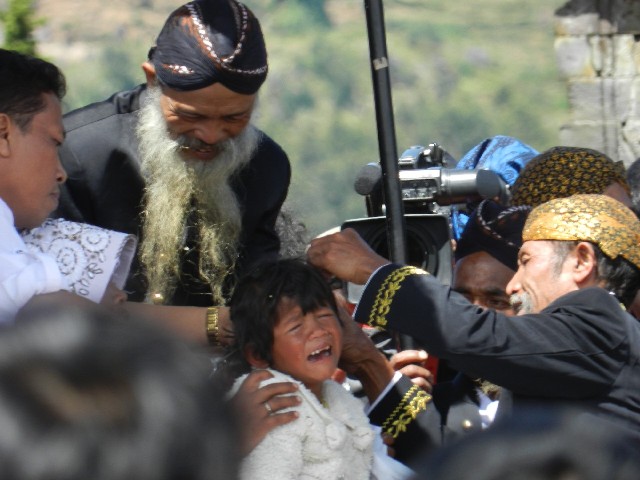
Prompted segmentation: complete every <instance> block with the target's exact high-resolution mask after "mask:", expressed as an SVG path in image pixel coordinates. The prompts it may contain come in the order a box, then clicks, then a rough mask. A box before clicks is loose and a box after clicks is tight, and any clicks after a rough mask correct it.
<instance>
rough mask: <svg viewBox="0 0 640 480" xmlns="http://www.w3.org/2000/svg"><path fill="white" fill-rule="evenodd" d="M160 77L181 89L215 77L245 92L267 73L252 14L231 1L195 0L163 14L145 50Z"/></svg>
mask: <svg viewBox="0 0 640 480" xmlns="http://www.w3.org/2000/svg"><path fill="white" fill-rule="evenodd" d="M149 61H150V62H151V63H153V66H154V67H155V70H156V75H157V77H158V79H159V80H160V82H161V83H162V84H164V85H166V86H168V87H169V88H172V89H174V90H181V91H190V90H197V89H200V88H204V87H208V86H209V85H212V84H214V83H217V82H220V83H221V84H222V85H224V86H225V87H227V88H228V89H229V90H233V91H234V92H237V93H240V94H246V95H251V94H254V93H256V92H257V91H258V89H259V88H260V86H261V85H262V83H263V82H264V80H265V79H266V77H267V50H266V47H265V44H264V38H263V36H262V30H261V28H260V23H259V22H258V19H257V18H256V17H255V16H254V15H253V13H252V12H251V10H249V9H248V8H247V7H246V6H244V5H243V4H242V3H240V2H237V1H236V0H195V1H193V2H189V3H187V4H185V5H182V6H181V7H179V8H178V9H177V10H175V11H174V12H173V13H171V15H169V18H168V19H167V21H166V23H165V24H164V27H163V28H162V31H161V32H160V34H159V35H158V38H157V40H156V46H155V47H153V48H151V50H150V51H149Z"/></svg>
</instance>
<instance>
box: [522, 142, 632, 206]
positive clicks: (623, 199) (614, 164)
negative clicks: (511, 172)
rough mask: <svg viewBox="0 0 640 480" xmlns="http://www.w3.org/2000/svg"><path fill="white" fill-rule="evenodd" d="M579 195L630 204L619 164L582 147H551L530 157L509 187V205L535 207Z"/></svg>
mask: <svg viewBox="0 0 640 480" xmlns="http://www.w3.org/2000/svg"><path fill="white" fill-rule="evenodd" d="M581 193H601V194H604V195H609V196H610V197H612V198H615V199H616V200H619V201H620V202H622V203H624V204H625V205H626V206H628V207H631V205H632V203H631V197H630V191H629V186H628V184H627V180H626V172H625V168H624V165H623V163H622V162H619V161H618V162H614V161H613V160H612V159H611V158H609V157H608V156H606V155H605V154H603V153H600V152H598V151H596V150H592V149H590V148H582V147H553V148H550V149H549V150H545V151H544V152H542V153H540V154H538V155H537V156H535V157H533V158H532V159H531V160H530V161H529V163H528V164H527V165H526V167H525V168H524V169H523V170H522V172H521V173H520V176H519V177H518V178H517V179H516V181H515V182H514V184H513V186H512V188H511V204H512V205H528V206H530V207H537V206H538V205H540V204H541V203H544V202H548V201H549V200H552V199H554V198H562V197H568V196H570V195H576V194H581Z"/></svg>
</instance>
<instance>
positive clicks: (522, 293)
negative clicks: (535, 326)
mask: <svg viewBox="0 0 640 480" xmlns="http://www.w3.org/2000/svg"><path fill="white" fill-rule="evenodd" d="M572 258H573V259H575V257H574V256H572V255H571V254H569V255H567V257H566V258H564V259H560V258H558V254H557V253H556V251H555V249H554V248H553V242H550V241H546V240H535V241H528V242H525V243H524V244H523V245H522V248H521V249H520V253H519V254H518V271H517V272H516V274H515V275H514V277H513V278H512V279H511V281H510V282H509V284H508V285H507V293H508V294H509V295H511V297H512V306H513V308H514V310H515V311H516V314H518V315H525V314H527V313H539V312H540V311H542V310H543V309H545V308H546V307H547V306H548V305H549V304H550V303H551V302H553V301H555V300H556V299H558V298H559V297H561V296H562V295H564V294H566V293H569V292H571V291H574V290H577V289H578V286H577V285H576V283H575V282H574V281H573V276H572V269H571V264H570V263H571V261H572Z"/></svg>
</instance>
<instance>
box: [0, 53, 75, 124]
mask: <svg viewBox="0 0 640 480" xmlns="http://www.w3.org/2000/svg"><path fill="white" fill-rule="evenodd" d="M45 93H52V94H54V95H55V96H56V97H58V99H62V98H63V97H64V95H65V93H66V81H65V78H64V75H63V74H62V72H61V71H60V69H58V67H56V66H55V65H53V64H52V63H49V62H47V61H45V60H42V59H40V58H36V57H32V56H29V55H24V54H22V53H19V52H16V51H13V50H5V49H0V113H5V114H7V115H8V116H9V117H11V119H12V120H13V121H14V122H15V123H16V125H18V127H19V128H20V129H21V130H22V131H24V130H26V129H27V128H28V127H29V124H30V123H31V119H32V118H33V116H34V115H36V114H37V113H38V112H41V111H42V110H44V108H45V100H44V98H43V94H45Z"/></svg>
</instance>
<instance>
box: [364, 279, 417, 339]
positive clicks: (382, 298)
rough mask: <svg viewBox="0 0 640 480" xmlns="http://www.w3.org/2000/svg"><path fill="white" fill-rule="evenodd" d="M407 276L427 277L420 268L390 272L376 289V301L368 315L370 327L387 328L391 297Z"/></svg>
mask: <svg viewBox="0 0 640 480" xmlns="http://www.w3.org/2000/svg"><path fill="white" fill-rule="evenodd" d="M409 275H428V273H427V272H425V271H424V270H422V269H420V268H417V267H412V266H406V267H400V268H398V269H397V270H394V271H393V272H391V274H390V275H388V276H387V278H385V280H384V282H382V285H380V288H379V289H378V293H377V295H376V299H375V301H374V302H373V306H372V307H371V313H370V314H369V325H370V326H372V327H378V328H385V327H386V326H387V318H386V317H387V314H388V313H389V309H390V308H391V303H392V302H393V297H394V296H395V294H396V293H397V291H398V290H400V286H401V284H402V282H403V281H404V279H405V278H407V277H408V276H409Z"/></svg>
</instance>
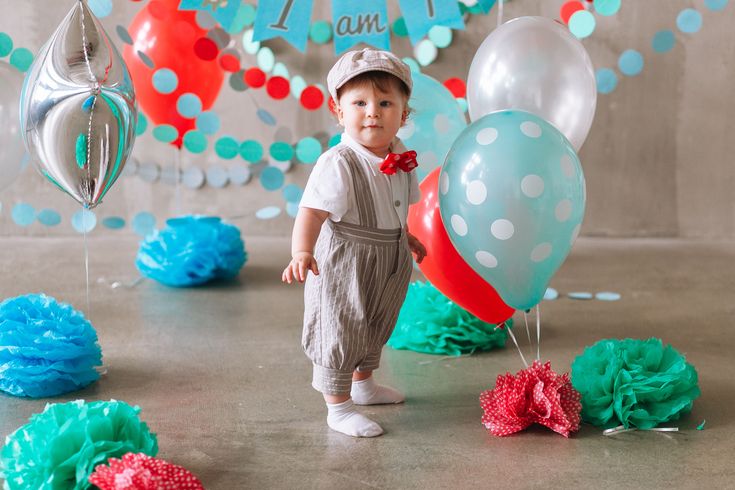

▬▬▬▬▬▬

● EXERCISE OBJECTIVE
Without the pictures, repeat the listing above exactly.

● REPLY
Prompted segmentation: complete every <instance> block with the target's exact high-resolution mask after "mask:", expressed as an SVG path in image pixel coordinates. The prompts it may contain come in the order a box, then clicks, then a rough mask. A box before clicks is loose and a box after clicks is tight, and any clicks after a rough mask correct it.
<instance>
rough mask: <svg viewBox="0 0 640 480" xmlns="http://www.w3.org/2000/svg"><path fill="white" fill-rule="evenodd" d="M160 77L181 89L215 77L245 92L267 73L252 14L231 1L195 0L163 14L145 50Z"/></svg>
mask: <svg viewBox="0 0 640 480" xmlns="http://www.w3.org/2000/svg"><path fill="white" fill-rule="evenodd" d="M149 61H150V62H151V63H153V66H154V67H155V70H156V75H157V77H158V79H159V80H160V82H161V83H162V84H164V85H166V86H168V87H169V88H172V89H174V90H181V91H190V90H197V89H200V88H204V87H208V86H209V85H212V84H214V83H217V82H220V83H221V84H222V85H224V86H225V87H227V88H228V89H229V90H233V91H234V92H237V93H240V94H246V95H251V94H254V93H256V92H257V91H258V89H259V88H260V86H261V85H262V83H263V82H264V80H265V79H266V77H267V50H266V47H265V44H264V38H263V36H262V30H261V28H260V23H259V22H258V19H257V18H256V17H255V16H254V15H253V13H252V12H251V10H249V9H248V8H247V7H246V6H244V5H243V4H242V3H240V2H237V1H236V0H195V1H193V2H189V3H187V4H185V5H182V6H181V7H179V8H178V9H177V10H175V11H174V12H173V13H171V15H169V18H168V19H167V21H166V23H165V24H164V27H163V28H162V31H161V32H160V34H159V35H158V38H157V40H156V46H155V47H153V48H151V50H150V51H149Z"/></svg>
</instance>
<instance>
box: [522, 142, 632, 206]
positive clicks: (623, 199) (614, 164)
negative clicks: (511, 172)
rough mask: <svg viewBox="0 0 640 480" xmlns="http://www.w3.org/2000/svg"><path fill="white" fill-rule="evenodd" d="M579 195L630 204L619 164L582 147H551L530 157L509 187V205L535 207Z"/></svg>
mask: <svg viewBox="0 0 640 480" xmlns="http://www.w3.org/2000/svg"><path fill="white" fill-rule="evenodd" d="M581 193H601V194H604V195H609V196H610V197H612V198H615V199H616V200H619V201H620V202H622V203H624V204H625V205H626V206H628V207H631V205H632V203H631V197H630V191H629V186H628V184H627V180H626V172H625V168H624V165H623V163H622V162H619V161H618V162H614V161H613V160H612V159H611V158H609V157H608V156H606V155H605V154H603V153H600V152H598V151H596V150H592V149H590V148H582V147H553V148H550V149H549V150H545V151H544V152H542V153H540V154H538V155H537V156H535V157H533V158H532V159H531V160H530V161H529V163H528V164H527V165H526V167H525V168H524V169H523V170H522V172H521V173H520V176H519V177H518V178H517V179H516V181H515V182H514V184H513V186H512V188H511V204H512V205H528V206H530V207H537V206H538V205H540V204H541V203H544V202H548V201H549V200H552V199H554V198H562V197H568V196H570V195H576V194H581Z"/></svg>
</instance>
<instance>
positive clicks: (522, 293)
negative clicks: (535, 326)
mask: <svg viewBox="0 0 640 480" xmlns="http://www.w3.org/2000/svg"><path fill="white" fill-rule="evenodd" d="M572 258H573V259H575V257H574V256H572V255H571V254H569V255H567V257H566V258H564V259H560V258H558V254H557V253H556V251H555V249H554V248H553V242H550V241H546V240H535V241H528V242H525V243H524V244H523V245H522V248H521V249H520V253H519V254H518V271H517V272H516V274H515V275H514V277H513V278H512V279H511V281H510V282H509V284H508V285H507V293H508V294H509V295H511V297H512V306H513V308H514V310H515V311H516V314H518V315H525V314H527V313H539V312H540V311H542V310H543V309H545V308H546V307H547V306H548V305H549V304H550V303H551V302H553V301H555V300H556V299H558V298H559V297H561V296H562V295H564V294H566V293H569V292H571V291H574V290H577V289H578V286H577V285H576V283H575V282H574V281H573V276H572V269H571V264H570V263H571V261H572Z"/></svg>
</instance>
<instance>
box: [0, 53, 75, 124]
mask: <svg viewBox="0 0 640 480" xmlns="http://www.w3.org/2000/svg"><path fill="white" fill-rule="evenodd" d="M45 93H52V94H54V95H55V96H56V97H58V99H62V98H63V97H64V95H65V93H66V81H65V78H64V75H63V74H62V72H61V71H60V69H58V67H56V66H55V65H53V64H52V63H49V62H47V61H45V60H42V59H40V58H36V57H32V56H29V55H24V54H22V53H19V52H16V51H13V50H5V49H0V113H5V114H7V115H8V116H9V117H11V119H12V120H13V121H14V122H15V123H16V125H18V127H19V128H20V129H21V130H22V131H24V130H26V129H27V128H28V127H29V124H30V123H31V119H32V118H33V116H34V115H36V114H37V113H38V112H41V111H42V110H44V108H45V100H44V98H43V94H45Z"/></svg>
</instance>
<instance>
box: [364, 279, 417, 339]
positive clicks: (382, 298)
rough mask: <svg viewBox="0 0 640 480" xmlns="http://www.w3.org/2000/svg"><path fill="white" fill-rule="evenodd" d="M407 276L427 277L420 268L390 272L376 289V301L368 315L370 327L387 328L391 297Z"/></svg>
mask: <svg viewBox="0 0 640 480" xmlns="http://www.w3.org/2000/svg"><path fill="white" fill-rule="evenodd" d="M409 275H428V273H427V272H425V271H424V270H422V269H420V268H417V267H412V266H406V267H400V268H398V269H397V270H394V271H393V272H391V274H390V275H388V276H387V278H385V280H384V282H382V285H380V288H379V289H378V293H377V295H376V299H375V301H374V302H373V306H372V307H371V313H370V314H369V325H370V326H372V327H378V328H385V327H386V326H387V318H386V317H387V314H388V313H389V309H390V308H391V303H392V302H393V297H394V296H395V294H396V293H397V291H398V290H400V286H401V284H402V282H403V281H404V279H405V278H407V277H408V276H409Z"/></svg>
</instance>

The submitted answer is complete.